>>>>
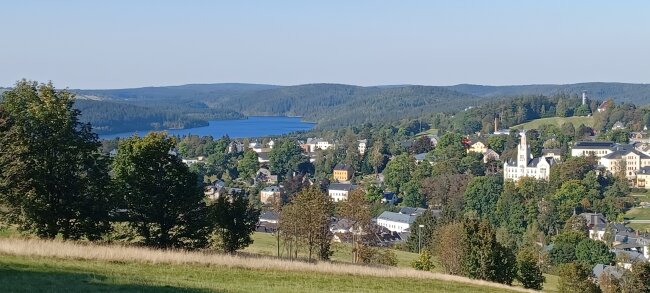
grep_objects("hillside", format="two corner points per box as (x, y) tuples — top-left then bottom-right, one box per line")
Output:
(511, 117), (594, 130)
(448, 82), (650, 105)
(0, 238), (528, 293)
(73, 84), (484, 133)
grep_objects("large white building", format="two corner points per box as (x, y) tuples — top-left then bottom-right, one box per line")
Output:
(503, 131), (555, 181)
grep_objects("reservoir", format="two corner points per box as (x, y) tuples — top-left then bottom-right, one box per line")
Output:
(99, 116), (316, 139)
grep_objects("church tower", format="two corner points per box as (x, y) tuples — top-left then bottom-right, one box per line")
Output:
(517, 130), (530, 168)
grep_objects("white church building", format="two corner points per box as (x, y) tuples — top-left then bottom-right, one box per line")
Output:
(503, 131), (555, 181)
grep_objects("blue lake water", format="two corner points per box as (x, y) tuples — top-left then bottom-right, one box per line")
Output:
(99, 116), (315, 139)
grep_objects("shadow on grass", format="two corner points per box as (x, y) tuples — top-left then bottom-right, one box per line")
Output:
(0, 264), (214, 293)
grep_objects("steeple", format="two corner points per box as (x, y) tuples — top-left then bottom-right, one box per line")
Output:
(517, 130), (530, 167)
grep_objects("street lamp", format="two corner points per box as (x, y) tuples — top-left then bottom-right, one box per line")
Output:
(418, 225), (424, 254)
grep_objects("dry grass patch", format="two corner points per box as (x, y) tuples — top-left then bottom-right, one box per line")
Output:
(0, 238), (533, 292)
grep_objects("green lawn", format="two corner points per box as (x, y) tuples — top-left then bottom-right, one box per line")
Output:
(0, 255), (520, 293)
(625, 207), (650, 220)
(511, 117), (594, 130)
(243, 232), (418, 267)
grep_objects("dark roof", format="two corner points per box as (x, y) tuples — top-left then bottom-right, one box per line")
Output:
(573, 141), (615, 149)
(377, 211), (417, 224)
(603, 146), (650, 160)
(330, 164), (352, 172)
(591, 264), (623, 279)
(260, 211), (280, 222)
(399, 207), (426, 216)
(636, 166), (650, 174)
(327, 183), (355, 191)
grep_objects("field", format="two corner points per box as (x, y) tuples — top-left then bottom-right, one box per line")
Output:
(511, 117), (594, 130)
(243, 233), (418, 268)
(0, 238), (524, 293)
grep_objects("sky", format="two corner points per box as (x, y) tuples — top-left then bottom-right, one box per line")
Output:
(0, 0), (650, 89)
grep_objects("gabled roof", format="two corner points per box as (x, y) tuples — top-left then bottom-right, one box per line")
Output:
(377, 211), (417, 224)
(573, 141), (616, 149)
(334, 164), (352, 172)
(327, 183), (355, 191)
(591, 264), (623, 279)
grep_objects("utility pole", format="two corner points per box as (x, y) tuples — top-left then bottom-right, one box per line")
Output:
(418, 225), (424, 254)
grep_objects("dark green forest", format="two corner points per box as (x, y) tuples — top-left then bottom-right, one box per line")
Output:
(54, 83), (650, 134)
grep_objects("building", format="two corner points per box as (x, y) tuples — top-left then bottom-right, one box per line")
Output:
(305, 138), (334, 153)
(467, 141), (488, 154)
(612, 121), (625, 130)
(542, 149), (562, 162)
(377, 211), (418, 233)
(334, 164), (354, 181)
(327, 183), (356, 202)
(357, 139), (368, 156)
(260, 186), (282, 204)
(571, 141), (616, 158)
(503, 132), (555, 181)
(636, 166), (650, 189)
(599, 147), (650, 180)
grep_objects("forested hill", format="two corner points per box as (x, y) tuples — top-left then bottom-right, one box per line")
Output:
(67, 82), (650, 133)
(73, 84), (483, 133)
(448, 82), (650, 105)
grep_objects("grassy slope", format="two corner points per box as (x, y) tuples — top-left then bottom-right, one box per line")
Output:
(512, 117), (594, 130)
(0, 255), (520, 293)
(244, 233), (418, 268)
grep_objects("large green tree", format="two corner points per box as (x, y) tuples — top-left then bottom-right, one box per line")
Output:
(269, 139), (308, 178)
(113, 132), (210, 248)
(211, 194), (260, 253)
(0, 80), (112, 240)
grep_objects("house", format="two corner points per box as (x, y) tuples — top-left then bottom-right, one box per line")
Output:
(255, 211), (280, 233)
(467, 141), (488, 154)
(357, 139), (368, 156)
(327, 183), (356, 202)
(612, 121), (625, 130)
(305, 138), (334, 153)
(635, 166), (650, 189)
(381, 191), (399, 205)
(260, 186), (282, 204)
(542, 149), (562, 162)
(503, 131), (555, 181)
(257, 152), (270, 164)
(413, 153), (427, 164)
(248, 142), (262, 153)
(377, 211), (418, 232)
(376, 207), (441, 233)
(483, 149), (501, 163)
(599, 146), (650, 180)
(597, 100), (614, 113)
(591, 264), (623, 282)
(254, 168), (278, 184)
(334, 164), (354, 181)
(228, 140), (244, 154)
(571, 141), (616, 158)
(260, 211), (280, 224)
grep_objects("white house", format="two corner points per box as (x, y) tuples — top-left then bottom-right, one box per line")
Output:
(599, 148), (650, 180)
(306, 138), (334, 153)
(503, 131), (555, 181)
(377, 211), (418, 233)
(260, 186), (282, 204)
(327, 183), (356, 202)
(357, 139), (368, 155)
(571, 141), (616, 158)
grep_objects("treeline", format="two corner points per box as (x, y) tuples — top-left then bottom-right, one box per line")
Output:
(0, 80), (260, 253)
(75, 99), (244, 134)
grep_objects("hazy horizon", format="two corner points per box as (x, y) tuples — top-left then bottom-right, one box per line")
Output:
(0, 0), (650, 89)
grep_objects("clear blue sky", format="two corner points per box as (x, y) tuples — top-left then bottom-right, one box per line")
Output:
(0, 0), (650, 88)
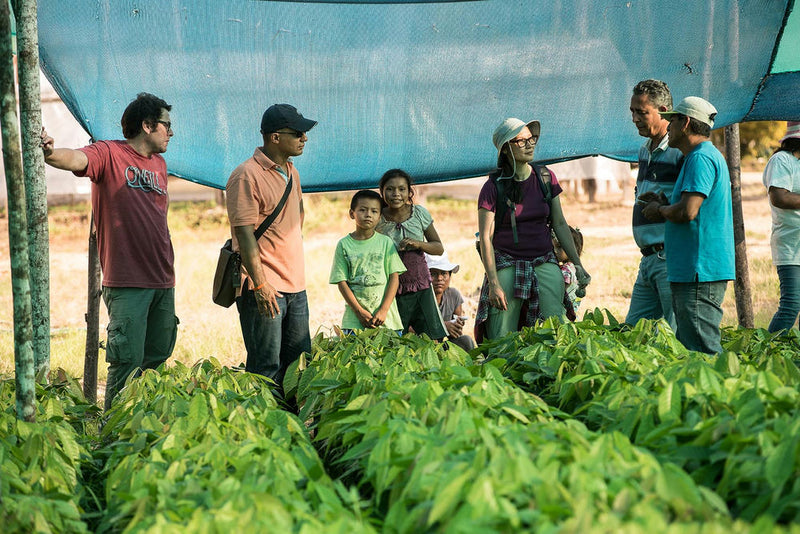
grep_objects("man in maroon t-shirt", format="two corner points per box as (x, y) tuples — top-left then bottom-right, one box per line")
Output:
(42, 93), (178, 409)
<<<<
What to work on: Rewrite everything from the start of the listing down to the line containing "(0, 264), (214, 293)", changing "church" to "chapel" and leaving the rest as it is. Leave the picture out of your answer.

Solution to the exercise:
grep_objects("hillside", format="two corner points per box as (x, y) tuples — top-left then bottom-right, one box per line")
Output:
(511, 117), (594, 130)
(448, 82), (650, 105)
(0, 238), (528, 293)
(73, 84), (484, 133)
grep_objects("large white building", format="two corner points per box as (x, y) tuples — top-left then bottom-right, one box per line")
Output:
(503, 131), (555, 181)
grep_objects("reservoir", format="two corner points per box as (x, y) tuples — top-left then bottom-right, one box per line")
Output:
(99, 116), (316, 139)
grep_objects("chapel tower", format="two corner points per box as (x, y) tuples — top-left then bottom-right, one box per line")
Output:
(517, 130), (530, 168)
grep_objects("white chapel building", format="two corner points per box as (x, y) tuples — top-left then bottom-right, one box per line")
Output:
(503, 131), (555, 181)
grep_objects("blue lake water", format="two corner points per box as (x, y) tuples — top-left then bottom-right, one box per line")
Output:
(99, 116), (315, 139)
grep_objects("shadow on grass", format="two corner points per box as (x, y) tuples — top-left then bottom-right, one box per line")
Output:
(0, 264), (214, 293)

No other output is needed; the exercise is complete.